# start of Stored records
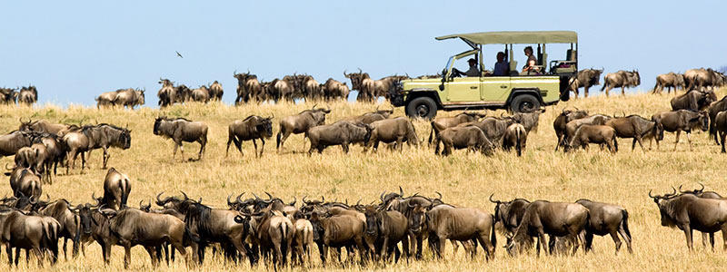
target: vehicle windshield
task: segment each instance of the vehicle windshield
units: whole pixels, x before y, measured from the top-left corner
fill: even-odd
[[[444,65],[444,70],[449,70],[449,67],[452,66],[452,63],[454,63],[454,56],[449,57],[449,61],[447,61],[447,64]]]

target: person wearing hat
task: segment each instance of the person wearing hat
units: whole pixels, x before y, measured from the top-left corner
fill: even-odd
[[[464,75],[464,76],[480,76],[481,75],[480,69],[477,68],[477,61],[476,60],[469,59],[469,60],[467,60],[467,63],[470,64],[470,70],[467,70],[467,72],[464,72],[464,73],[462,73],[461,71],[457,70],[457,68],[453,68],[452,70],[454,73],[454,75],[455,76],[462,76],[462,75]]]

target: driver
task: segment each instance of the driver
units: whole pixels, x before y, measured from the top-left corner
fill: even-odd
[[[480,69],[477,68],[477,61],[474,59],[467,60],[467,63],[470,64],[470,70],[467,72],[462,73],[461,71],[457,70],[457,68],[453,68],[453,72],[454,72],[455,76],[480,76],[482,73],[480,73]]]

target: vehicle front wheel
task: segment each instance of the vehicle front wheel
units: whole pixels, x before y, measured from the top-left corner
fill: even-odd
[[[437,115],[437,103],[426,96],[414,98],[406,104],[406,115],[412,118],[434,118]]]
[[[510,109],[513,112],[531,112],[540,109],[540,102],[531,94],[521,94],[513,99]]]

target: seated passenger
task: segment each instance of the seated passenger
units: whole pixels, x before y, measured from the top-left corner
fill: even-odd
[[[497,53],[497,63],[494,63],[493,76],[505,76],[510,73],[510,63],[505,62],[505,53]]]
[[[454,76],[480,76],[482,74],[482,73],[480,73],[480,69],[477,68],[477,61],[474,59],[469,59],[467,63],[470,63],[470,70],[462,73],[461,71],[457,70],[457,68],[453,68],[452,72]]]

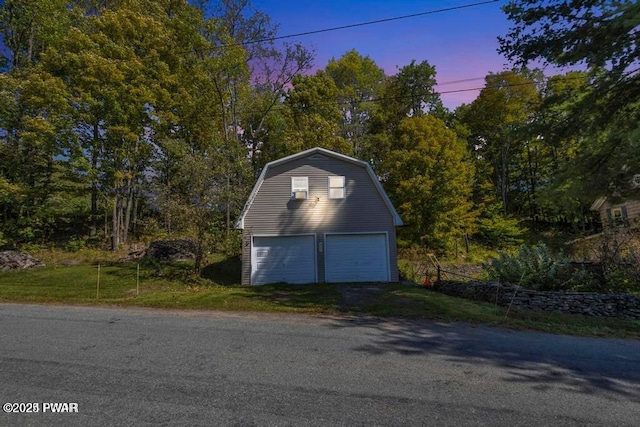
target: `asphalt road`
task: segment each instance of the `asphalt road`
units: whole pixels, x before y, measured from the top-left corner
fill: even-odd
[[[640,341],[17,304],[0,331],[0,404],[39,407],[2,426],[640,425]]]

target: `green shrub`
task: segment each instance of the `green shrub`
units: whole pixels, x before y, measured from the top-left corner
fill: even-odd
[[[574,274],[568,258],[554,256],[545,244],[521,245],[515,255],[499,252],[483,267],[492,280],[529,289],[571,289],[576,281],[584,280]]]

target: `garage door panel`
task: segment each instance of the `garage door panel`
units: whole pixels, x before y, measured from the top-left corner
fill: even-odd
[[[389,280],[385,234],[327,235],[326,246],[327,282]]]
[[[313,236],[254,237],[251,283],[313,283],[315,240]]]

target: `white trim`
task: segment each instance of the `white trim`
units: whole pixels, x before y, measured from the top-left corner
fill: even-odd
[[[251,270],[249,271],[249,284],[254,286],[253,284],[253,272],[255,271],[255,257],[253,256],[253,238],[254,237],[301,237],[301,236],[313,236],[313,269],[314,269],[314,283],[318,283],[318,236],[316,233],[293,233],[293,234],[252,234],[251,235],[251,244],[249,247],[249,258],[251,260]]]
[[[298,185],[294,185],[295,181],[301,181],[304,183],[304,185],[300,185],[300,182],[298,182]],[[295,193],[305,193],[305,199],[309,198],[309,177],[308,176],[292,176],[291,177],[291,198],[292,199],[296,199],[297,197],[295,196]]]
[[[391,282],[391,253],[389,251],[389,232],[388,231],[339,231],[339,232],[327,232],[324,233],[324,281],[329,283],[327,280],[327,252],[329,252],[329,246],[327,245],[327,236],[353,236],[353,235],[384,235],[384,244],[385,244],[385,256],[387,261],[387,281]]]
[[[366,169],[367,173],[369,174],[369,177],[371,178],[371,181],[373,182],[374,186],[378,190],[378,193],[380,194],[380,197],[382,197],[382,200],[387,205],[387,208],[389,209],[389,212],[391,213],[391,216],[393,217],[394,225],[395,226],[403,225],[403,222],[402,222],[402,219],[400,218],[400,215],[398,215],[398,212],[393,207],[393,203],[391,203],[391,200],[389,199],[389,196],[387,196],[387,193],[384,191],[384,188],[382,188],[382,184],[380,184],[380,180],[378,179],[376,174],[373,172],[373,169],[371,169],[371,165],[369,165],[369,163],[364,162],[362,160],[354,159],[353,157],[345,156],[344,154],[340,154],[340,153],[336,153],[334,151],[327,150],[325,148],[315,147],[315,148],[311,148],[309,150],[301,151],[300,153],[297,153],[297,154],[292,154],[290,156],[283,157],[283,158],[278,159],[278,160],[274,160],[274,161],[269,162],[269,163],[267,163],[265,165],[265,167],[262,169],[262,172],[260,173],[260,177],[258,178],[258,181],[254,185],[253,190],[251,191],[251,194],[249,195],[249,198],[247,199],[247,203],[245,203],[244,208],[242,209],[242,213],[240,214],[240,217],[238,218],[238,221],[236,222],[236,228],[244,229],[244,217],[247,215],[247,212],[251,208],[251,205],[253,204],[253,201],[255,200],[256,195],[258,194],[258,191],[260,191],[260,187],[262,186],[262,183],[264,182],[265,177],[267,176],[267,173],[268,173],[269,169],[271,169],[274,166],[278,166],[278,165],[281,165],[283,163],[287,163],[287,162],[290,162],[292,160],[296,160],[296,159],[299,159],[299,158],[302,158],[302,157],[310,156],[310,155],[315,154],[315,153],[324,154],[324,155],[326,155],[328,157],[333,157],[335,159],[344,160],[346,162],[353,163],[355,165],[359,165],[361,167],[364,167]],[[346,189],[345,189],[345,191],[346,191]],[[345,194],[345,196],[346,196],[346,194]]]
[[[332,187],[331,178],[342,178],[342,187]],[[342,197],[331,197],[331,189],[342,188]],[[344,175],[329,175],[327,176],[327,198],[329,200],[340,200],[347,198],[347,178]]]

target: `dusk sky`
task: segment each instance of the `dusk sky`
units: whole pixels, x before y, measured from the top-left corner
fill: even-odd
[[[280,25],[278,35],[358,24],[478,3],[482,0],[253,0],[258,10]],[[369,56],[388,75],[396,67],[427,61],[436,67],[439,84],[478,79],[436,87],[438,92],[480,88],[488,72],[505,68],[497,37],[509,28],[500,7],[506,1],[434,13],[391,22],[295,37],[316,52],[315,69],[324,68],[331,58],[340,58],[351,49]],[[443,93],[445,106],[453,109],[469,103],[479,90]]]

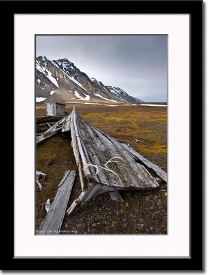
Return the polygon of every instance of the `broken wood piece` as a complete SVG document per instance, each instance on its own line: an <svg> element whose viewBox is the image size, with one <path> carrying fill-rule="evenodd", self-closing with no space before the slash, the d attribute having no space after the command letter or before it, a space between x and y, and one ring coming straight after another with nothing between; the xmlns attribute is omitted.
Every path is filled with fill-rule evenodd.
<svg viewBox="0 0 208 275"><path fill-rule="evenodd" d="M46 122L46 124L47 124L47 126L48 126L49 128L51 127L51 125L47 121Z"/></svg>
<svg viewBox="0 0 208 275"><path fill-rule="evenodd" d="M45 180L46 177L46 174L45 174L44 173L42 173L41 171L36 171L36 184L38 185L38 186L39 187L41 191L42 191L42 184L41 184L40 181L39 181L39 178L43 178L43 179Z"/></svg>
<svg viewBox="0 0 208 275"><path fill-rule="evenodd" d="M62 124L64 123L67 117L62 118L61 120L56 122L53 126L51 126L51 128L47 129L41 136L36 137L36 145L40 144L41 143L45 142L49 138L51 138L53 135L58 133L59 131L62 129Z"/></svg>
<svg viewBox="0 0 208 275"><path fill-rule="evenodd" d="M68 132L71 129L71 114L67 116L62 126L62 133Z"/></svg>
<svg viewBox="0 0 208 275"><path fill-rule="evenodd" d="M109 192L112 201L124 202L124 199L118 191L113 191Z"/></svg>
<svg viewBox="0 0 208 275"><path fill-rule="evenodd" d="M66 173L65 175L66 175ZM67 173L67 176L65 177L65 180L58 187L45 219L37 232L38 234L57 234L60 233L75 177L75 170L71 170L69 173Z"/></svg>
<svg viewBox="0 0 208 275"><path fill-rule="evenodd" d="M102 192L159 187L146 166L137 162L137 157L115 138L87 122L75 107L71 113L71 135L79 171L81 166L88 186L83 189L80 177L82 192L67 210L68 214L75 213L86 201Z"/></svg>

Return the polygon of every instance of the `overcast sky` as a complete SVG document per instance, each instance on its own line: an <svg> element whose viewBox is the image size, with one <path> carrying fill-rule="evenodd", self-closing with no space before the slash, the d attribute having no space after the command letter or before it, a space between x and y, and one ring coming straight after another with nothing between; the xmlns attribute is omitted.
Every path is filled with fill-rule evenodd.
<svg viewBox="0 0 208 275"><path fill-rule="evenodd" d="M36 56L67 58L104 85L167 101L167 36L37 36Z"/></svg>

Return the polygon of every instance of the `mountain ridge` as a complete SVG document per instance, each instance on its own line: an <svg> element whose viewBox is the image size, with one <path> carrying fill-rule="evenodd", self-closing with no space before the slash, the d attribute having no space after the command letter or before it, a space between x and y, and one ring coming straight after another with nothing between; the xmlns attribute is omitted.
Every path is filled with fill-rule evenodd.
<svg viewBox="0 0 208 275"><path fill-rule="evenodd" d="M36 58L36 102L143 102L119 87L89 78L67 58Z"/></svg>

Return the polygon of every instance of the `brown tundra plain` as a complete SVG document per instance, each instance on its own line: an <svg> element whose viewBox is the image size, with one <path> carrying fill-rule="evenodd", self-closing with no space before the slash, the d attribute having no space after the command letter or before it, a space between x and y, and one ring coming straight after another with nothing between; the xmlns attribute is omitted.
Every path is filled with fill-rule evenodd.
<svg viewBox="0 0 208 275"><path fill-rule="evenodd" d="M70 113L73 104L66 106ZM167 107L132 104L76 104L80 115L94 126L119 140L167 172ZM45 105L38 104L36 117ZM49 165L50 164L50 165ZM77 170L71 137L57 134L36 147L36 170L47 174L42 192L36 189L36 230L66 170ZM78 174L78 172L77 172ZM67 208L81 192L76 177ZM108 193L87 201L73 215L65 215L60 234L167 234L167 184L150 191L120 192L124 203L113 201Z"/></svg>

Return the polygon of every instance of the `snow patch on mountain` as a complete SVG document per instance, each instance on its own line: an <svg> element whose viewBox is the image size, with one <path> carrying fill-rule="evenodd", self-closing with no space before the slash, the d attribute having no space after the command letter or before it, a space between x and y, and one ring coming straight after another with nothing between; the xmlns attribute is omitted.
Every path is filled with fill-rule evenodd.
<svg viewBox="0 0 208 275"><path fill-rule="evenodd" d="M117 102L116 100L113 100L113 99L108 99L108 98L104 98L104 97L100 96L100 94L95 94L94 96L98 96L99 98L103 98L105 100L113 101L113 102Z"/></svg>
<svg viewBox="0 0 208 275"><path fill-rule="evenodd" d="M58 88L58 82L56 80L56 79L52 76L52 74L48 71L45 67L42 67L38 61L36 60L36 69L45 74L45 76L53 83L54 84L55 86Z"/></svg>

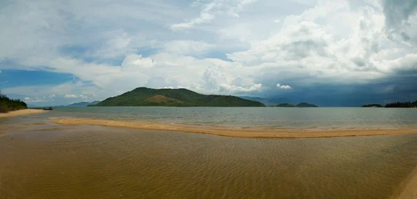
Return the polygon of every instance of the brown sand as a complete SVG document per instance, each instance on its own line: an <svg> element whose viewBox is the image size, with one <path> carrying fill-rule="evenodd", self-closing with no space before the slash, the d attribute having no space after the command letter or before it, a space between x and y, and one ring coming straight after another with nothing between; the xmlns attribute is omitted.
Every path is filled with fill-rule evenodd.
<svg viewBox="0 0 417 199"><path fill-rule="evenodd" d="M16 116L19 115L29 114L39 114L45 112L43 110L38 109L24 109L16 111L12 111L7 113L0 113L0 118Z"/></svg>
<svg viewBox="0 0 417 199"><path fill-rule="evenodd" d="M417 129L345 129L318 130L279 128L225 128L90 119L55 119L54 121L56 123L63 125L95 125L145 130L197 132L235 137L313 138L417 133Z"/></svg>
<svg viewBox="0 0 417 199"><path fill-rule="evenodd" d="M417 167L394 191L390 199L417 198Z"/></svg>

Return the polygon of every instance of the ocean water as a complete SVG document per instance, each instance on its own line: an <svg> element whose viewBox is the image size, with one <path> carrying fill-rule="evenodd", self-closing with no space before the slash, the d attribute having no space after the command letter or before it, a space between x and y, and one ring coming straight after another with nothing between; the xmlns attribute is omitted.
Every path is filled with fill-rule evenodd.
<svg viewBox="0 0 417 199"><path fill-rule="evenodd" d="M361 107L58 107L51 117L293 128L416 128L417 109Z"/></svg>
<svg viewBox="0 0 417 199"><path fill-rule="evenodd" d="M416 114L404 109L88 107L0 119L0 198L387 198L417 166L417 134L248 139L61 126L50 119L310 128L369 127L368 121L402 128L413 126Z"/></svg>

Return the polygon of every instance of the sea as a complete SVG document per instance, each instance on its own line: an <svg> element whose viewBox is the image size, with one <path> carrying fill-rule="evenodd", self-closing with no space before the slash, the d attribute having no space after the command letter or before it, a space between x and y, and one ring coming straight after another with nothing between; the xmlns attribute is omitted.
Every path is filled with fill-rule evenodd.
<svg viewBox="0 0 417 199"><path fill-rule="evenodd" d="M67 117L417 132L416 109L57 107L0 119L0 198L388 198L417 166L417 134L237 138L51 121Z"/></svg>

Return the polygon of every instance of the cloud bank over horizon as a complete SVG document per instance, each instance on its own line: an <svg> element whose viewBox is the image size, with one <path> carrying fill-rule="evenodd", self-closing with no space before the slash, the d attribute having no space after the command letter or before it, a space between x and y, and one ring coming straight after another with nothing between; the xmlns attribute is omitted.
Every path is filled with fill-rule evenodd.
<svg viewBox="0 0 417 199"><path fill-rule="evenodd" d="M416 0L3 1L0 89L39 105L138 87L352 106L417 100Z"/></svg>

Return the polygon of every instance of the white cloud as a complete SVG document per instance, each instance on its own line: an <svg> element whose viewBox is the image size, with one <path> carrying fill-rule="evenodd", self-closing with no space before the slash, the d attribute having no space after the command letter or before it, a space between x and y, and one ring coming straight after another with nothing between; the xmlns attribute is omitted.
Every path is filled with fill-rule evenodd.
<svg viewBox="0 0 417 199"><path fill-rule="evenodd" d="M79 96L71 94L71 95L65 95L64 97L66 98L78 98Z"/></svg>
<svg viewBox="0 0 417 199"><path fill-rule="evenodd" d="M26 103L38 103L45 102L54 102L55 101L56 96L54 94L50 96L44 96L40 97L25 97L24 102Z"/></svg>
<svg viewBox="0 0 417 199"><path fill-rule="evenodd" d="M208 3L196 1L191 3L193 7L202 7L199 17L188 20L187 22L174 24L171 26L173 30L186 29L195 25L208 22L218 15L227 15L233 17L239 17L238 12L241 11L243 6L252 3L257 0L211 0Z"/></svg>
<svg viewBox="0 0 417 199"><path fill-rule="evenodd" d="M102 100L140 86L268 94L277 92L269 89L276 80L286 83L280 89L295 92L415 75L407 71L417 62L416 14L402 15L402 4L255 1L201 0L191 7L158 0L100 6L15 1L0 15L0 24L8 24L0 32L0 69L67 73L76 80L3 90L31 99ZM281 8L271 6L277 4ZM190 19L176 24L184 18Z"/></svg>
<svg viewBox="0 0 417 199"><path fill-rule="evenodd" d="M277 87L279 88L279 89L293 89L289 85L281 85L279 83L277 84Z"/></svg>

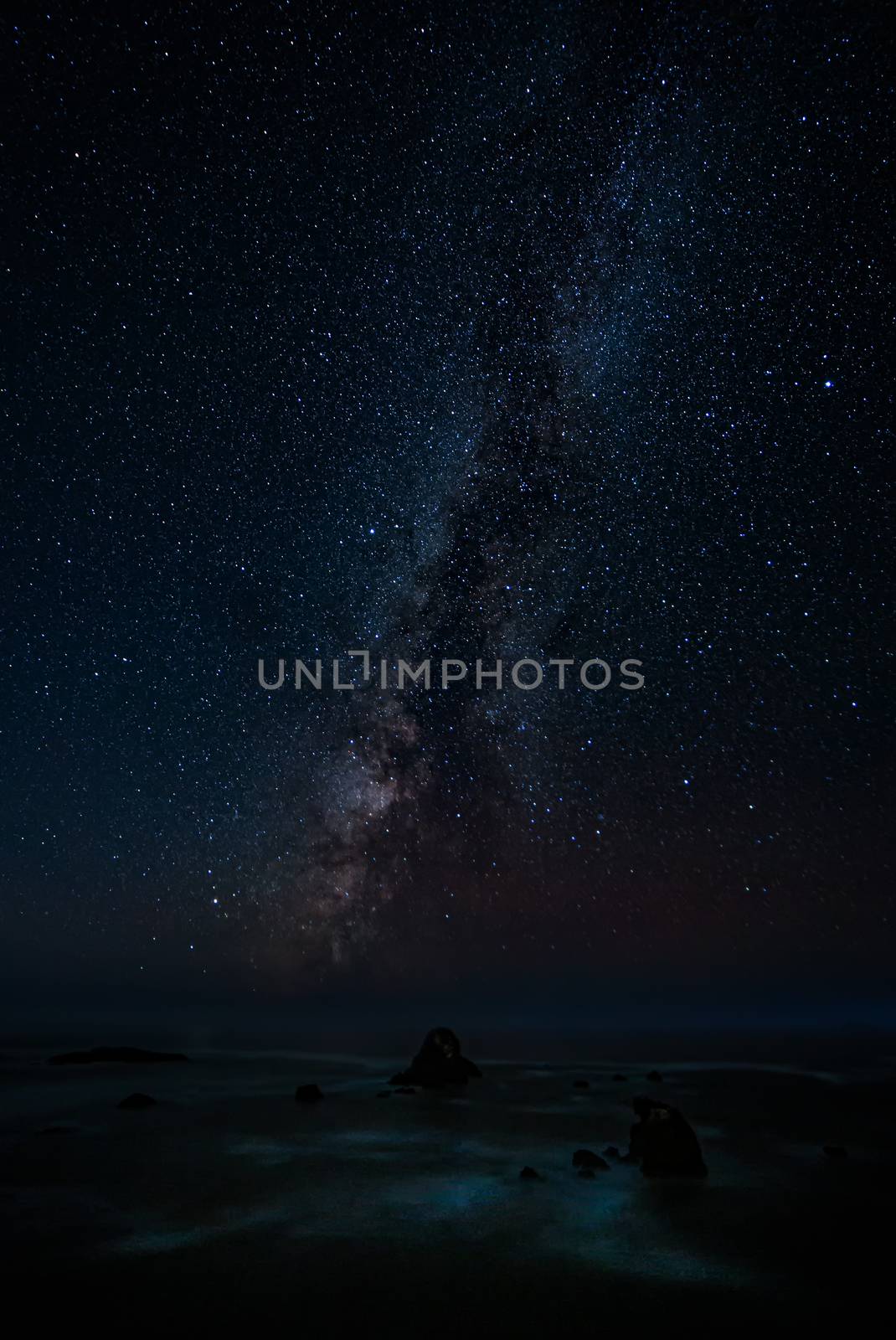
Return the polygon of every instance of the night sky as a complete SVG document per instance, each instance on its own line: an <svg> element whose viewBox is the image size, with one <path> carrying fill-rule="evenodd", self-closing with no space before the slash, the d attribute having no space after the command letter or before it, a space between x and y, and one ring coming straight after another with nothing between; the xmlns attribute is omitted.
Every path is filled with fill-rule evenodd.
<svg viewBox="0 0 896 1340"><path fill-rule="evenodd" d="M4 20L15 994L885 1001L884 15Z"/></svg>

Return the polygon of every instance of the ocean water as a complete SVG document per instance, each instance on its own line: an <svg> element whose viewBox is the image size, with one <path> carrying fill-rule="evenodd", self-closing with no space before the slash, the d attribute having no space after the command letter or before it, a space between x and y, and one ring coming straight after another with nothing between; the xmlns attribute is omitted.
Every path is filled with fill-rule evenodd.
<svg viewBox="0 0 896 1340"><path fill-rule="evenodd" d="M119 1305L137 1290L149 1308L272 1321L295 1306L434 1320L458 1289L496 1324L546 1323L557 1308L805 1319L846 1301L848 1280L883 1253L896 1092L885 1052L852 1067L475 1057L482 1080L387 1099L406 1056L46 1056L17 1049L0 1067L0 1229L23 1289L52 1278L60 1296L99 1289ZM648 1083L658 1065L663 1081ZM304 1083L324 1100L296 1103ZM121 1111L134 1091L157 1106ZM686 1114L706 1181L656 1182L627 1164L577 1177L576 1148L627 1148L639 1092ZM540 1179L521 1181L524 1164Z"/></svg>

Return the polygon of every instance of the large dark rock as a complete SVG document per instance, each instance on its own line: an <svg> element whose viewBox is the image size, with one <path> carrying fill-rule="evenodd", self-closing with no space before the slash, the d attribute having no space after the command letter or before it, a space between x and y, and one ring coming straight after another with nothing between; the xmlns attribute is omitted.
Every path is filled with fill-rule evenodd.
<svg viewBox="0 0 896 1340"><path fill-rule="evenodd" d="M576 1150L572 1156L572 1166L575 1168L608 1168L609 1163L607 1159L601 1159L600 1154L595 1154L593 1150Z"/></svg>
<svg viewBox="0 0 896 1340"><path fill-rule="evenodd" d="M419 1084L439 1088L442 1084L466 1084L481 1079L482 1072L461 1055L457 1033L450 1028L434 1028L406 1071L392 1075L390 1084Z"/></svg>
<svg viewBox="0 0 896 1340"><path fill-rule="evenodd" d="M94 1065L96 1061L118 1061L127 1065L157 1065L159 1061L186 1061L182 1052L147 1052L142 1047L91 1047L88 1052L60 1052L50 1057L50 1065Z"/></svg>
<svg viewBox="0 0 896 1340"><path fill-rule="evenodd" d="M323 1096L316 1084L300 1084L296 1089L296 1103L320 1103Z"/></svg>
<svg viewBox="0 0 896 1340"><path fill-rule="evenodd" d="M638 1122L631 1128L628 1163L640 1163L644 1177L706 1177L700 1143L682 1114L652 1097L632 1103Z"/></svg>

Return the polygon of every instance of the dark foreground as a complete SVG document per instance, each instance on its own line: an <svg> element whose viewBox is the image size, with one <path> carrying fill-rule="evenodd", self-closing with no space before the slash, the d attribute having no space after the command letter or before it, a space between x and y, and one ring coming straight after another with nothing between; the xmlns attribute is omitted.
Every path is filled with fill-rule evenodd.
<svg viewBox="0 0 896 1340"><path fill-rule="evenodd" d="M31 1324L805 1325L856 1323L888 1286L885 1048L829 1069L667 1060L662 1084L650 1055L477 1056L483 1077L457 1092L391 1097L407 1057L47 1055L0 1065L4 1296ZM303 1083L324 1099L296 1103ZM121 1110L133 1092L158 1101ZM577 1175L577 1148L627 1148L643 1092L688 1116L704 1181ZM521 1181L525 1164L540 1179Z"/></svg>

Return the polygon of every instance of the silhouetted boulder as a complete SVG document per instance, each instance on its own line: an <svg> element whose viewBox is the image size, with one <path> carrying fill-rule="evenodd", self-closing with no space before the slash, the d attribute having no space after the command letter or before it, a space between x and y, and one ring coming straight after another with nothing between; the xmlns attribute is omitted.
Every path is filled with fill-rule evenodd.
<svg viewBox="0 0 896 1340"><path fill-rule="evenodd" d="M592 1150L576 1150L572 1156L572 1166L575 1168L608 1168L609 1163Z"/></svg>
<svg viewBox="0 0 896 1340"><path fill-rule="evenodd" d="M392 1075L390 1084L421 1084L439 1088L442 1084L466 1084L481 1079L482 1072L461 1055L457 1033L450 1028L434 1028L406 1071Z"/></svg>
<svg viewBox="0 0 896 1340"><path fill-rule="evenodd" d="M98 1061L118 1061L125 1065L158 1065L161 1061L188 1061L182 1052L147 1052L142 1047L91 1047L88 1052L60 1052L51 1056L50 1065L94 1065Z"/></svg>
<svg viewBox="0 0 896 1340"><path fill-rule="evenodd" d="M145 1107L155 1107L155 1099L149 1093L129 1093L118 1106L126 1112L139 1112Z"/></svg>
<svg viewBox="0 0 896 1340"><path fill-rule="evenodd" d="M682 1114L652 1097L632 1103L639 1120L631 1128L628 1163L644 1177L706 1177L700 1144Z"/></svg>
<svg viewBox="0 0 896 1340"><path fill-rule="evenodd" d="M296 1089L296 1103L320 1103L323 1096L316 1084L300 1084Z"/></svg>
# end of Stored records
▸ **Job**
Retype the lines of the records from the line with "Return the polygon of every instance of the silhouetted" to the line with "1075L390 1084L421 1084L439", including both of those lines, with no changes.

▸ **Output of the task**
Return the polygon of every instance of the silhouetted boulder as a complete SVG document per instance, each instance on its own line: an <svg> element whose viewBox is the image size, with one <path> carrying fill-rule="evenodd", self-closing with no space before the slash, the d attribute having no space after the command letter or before it, a space between x and y, and one ring coming straight after another with nothing between; the xmlns attribute is omitted.
Every path is filled with fill-rule evenodd.
<svg viewBox="0 0 896 1340"><path fill-rule="evenodd" d="M592 1150L576 1150L572 1156L572 1166L575 1168L608 1168L609 1163Z"/></svg>
<svg viewBox="0 0 896 1340"><path fill-rule="evenodd" d="M392 1075L390 1084L421 1084L439 1088L442 1084L466 1084L481 1079L482 1072L461 1055L457 1033L450 1028L434 1028L406 1071Z"/></svg>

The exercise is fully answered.